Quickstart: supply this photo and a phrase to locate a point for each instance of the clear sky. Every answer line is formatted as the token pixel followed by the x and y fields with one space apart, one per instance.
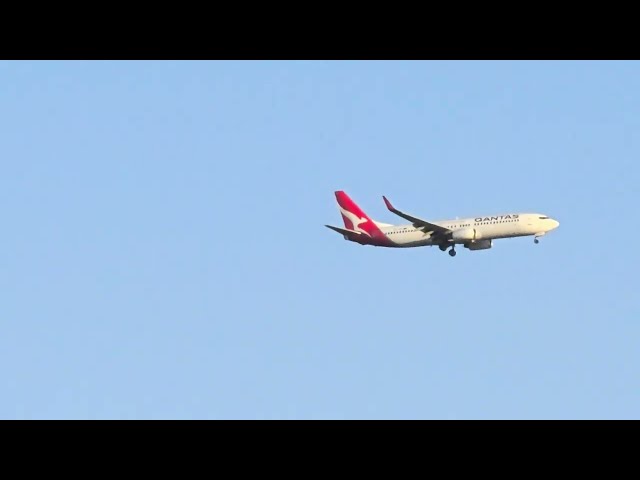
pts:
pixel 164 253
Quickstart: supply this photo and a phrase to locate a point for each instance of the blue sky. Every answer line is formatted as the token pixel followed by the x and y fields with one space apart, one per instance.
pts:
pixel 164 253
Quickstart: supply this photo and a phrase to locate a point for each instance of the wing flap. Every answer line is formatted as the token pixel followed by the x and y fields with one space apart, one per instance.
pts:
pixel 417 222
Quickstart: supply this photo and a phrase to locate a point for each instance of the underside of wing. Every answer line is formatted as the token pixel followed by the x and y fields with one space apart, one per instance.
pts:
pixel 418 222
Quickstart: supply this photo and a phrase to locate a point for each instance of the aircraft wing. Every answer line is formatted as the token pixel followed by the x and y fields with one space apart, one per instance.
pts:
pixel 417 222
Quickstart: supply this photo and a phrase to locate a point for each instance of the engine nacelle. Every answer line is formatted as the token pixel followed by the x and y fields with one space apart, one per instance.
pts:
pixel 465 235
pixel 480 245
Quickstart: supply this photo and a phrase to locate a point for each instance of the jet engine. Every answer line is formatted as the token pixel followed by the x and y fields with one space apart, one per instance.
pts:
pixel 465 234
pixel 480 245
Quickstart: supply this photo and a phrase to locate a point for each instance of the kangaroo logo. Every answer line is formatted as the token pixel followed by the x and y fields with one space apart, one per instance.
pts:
pixel 355 221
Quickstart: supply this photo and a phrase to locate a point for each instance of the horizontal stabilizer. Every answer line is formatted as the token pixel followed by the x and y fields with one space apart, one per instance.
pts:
pixel 343 231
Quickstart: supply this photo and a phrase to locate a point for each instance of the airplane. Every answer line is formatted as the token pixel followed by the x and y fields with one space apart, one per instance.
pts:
pixel 476 233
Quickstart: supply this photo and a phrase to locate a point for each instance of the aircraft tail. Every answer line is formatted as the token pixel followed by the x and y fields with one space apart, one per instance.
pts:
pixel 354 217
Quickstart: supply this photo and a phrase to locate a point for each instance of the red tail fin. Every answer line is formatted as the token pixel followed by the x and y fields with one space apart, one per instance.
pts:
pixel 354 218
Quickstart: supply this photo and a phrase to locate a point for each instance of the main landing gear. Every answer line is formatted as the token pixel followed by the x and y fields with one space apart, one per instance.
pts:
pixel 536 237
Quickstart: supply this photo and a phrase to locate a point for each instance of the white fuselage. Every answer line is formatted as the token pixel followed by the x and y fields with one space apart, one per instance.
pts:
pixel 482 228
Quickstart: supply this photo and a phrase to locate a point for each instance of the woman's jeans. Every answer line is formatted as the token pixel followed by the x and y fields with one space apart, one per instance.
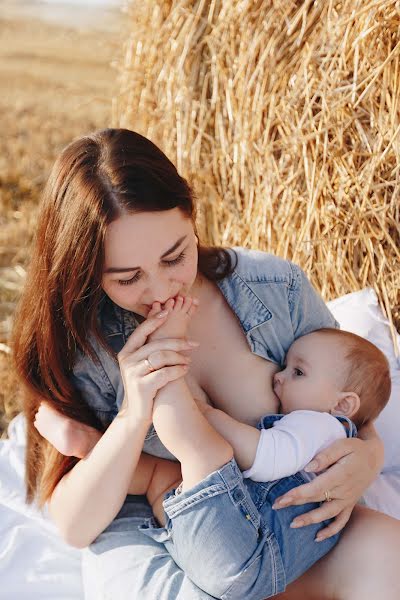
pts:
pixel 222 540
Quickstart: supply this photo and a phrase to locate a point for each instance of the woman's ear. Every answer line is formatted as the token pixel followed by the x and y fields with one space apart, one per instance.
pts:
pixel 347 405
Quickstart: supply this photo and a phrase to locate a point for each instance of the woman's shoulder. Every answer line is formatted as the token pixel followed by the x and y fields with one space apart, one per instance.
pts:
pixel 256 266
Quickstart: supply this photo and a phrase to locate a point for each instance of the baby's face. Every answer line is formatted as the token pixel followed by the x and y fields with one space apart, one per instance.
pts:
pixel 313 375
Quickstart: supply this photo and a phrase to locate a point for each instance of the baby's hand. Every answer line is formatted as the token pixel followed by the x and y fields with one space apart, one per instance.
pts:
pixel 69 437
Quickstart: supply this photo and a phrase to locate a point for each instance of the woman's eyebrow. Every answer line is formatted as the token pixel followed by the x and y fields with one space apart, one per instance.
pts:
pixel 125 269
pixel 174 247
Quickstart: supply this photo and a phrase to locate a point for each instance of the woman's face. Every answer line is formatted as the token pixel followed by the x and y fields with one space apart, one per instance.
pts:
pixel 149 257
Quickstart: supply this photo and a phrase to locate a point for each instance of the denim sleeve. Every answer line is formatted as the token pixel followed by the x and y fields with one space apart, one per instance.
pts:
pixel 91 380
pixel 308 311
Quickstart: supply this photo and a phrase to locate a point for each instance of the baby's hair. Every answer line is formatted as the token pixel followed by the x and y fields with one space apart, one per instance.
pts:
pixel 368 374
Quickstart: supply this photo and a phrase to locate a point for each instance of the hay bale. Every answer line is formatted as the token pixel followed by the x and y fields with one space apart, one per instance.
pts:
pixel 284 116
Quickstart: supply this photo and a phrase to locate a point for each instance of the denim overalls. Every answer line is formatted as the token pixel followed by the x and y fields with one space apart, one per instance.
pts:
pixel 227 538
pixel 275 304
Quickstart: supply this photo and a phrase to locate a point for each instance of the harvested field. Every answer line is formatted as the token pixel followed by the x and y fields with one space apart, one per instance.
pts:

..........

Write out every line of the listing above word for word, leaving out the pictures.

# Correct result
Quickstart: supply this photo and a phrase to locate a point for each instance of the clear sky. Every answer line is formatted as the token pixel followed by the x and y fields with one space apart, one per instance.
pts:
pixel 164 253
Quickstart: supply this photo and a phrase to locate a point for each instance of the blue sky. Every answer line is formatted as the token pixel followed by the x and y fields with one space apart, one per instance.
pts:
pixel 164 253
Quickstart: supply this photo and a phrase to locate a point for each instance of the wing flap. Every answer line is formatted as the token pixel followed by the x and y fields with one space apart, one per instance.
pts:
pixel 417 222
Quickstart: supply this photo and a phrase to locate a point for each instance of the underside of wing. Every answer line is formatted as the token pixel followed by the x and y fields with one space apart, one per instance.
pts:
pixel 418 222
Quickstart: supply this photo and a phrase to locate a point for each instance of the aircraft wing. Every answer line is formatted as the token pixel followed by the x and y fields with one space apart, one per instance.
pts:
pixel 417 222
Quickstart: supply this photo and a phrase to locate a point for each instance of the engine nacelle. Every answer line is formatted as the token pixel followed by the x and y fields with one space apart, one per instance.
pts:
pixel 465 235
pixel 480 245
Quickstart: supply this photo and a phrase to locate a point for each instance of the jet engine. Every answer line is formatted as the token pixel followed by the x and y fields with one space apart, one per instance.
pts:
pixel 465 234
pixel 480 245
Quickstart: supply this photo and a phrase to locate a point for each instance of the kangaroo logo. Every answer line is formatted as the token pixel followed by the x and y fields with one space apart, one per instance.
pts:
pixel 355 221
Quickstart: supply this photo and a phrase to locate a point for each instance of the horizontal stabilizer. Every answer line is formatted as the token pixel followed by the x and y fields with one space apart, one per instance.
pts:
pixel 343 231
Quickstart: supply this photo and a phrase to locate a point for each instance of the airplane. Every answer line is formatted as the token pixel followed by the x and y fields with one space apart, one per instance.
pts:
pixel 476 233
Quickstart: supply this photo and a phrase to locate a point for each instance of the aircraft tail. Every answer line is formatted as the token pixel followed by the x and y fields with one space apart, one per instance.
pts:
pixel 354 217
Quickstart: supply this photo and a phrase to locate a point for each instance of the red tail fin. Every answer line is formatted as the token pixel followed by the x and y fields with one space apart, one per instance.
pts:
pixel 354 218
Quickstart: supply this photo and a phrase to locate a point for each instance of the main landing gear. Every answer line is formatted as the token pixel followed by the x and y fields with one space apart, one per instance.
pts:
pixel 536 237
Quickstart: supply this photo and a phrase to locate a point for each instance of the white fuselage. Every answer line is formatted as the token pixel followed by the x and y fields with one space apart, one per instance.
pts:
pixel 482 228
Quickstart: supply this photo and a phrase to locate a point for each instance of the woman's jeans. Every answer line is formatted as the token pixel followed by the x and y fields with one space apart, one per instance.
pts:
pixel 222 540
Quickstart: supply this photo and a phrase to locate a point for each instance of the woman's ear. Every answer line is formatted as the token pixel followed by the x and y fields with one space apart, one per instance.
pts:
pixel 347 405
Quickstart: supply this photo and a phrase to locate a point for each instance of the woman's shoulder. Every answer line is formatted as the token pixel followed by the x and y fields with one space apart, one per instance.
pts:
pixel 256 266
Quickstart: supply this photo and a phrase to locate a point for each instance of the baby's face. Every answer line is formatted as the token pixel followed by the x and y fields with one space apart, one per instance.
pts:
pixel 313 375
Quickstart: supply this photo and a phrase to locate a point for each instance of the baby's hand. Every answer line is formatted as the token pixel followed by the x and y fields with one space apart, one per instance.
pts:
pixel 69 437
Quickstart: supply this photo and a phrase to locate a point for each instance of the woman's eyebrow. Every answer line is formatted as the token pixel followed by the x and y fields with one space apart, one per instance.
pts:
pixel 125 269
pixel 174 247
Quickstart: supply this photo and a phrase to locate a point for each instance of the woman's face. Every answer line is formatted as the token pixel followed by the x and y fields with one space apart, one per instance.
pts:
pixel 149 257
Quickstart: supply this photo and a phrase to locate a point for each instance of the denim sleeve. Every answer line is formatted as the token pixel followed by the x and y fields with one space apart, one per instance.
pts:
pixel 91 380
pixel 308 311
Quickstart: supply this photo and a phrase to locate a point for each instance of the baby's hair. Every answer line is formatted as the token pixel followed by the x and y fields with one space apart, one per instance.
pts:
pixel 368 374
Quickstart: supply this photo and a phrase to locate a point for each instance of the hay bale. Every answer line is formatted as the token pixel followed by the x and y fields with one space apart, one per instance.
pts:
pixel 284 116
Quickstart: supply this photo and a phrase to locate a point for each instance of the denim overalls. Every answer line is formatted as the token pixel followed by the x and y fields with one space apart, one per instance.
pts:
pixel 227 538
pixel 275 304
Quickstart: supply this photo and a phrase to locate a point for each instance of the harvested field. Every answer line is formatted as the token pixel followed by the x and y fields with one space apart, one per instance.
pts:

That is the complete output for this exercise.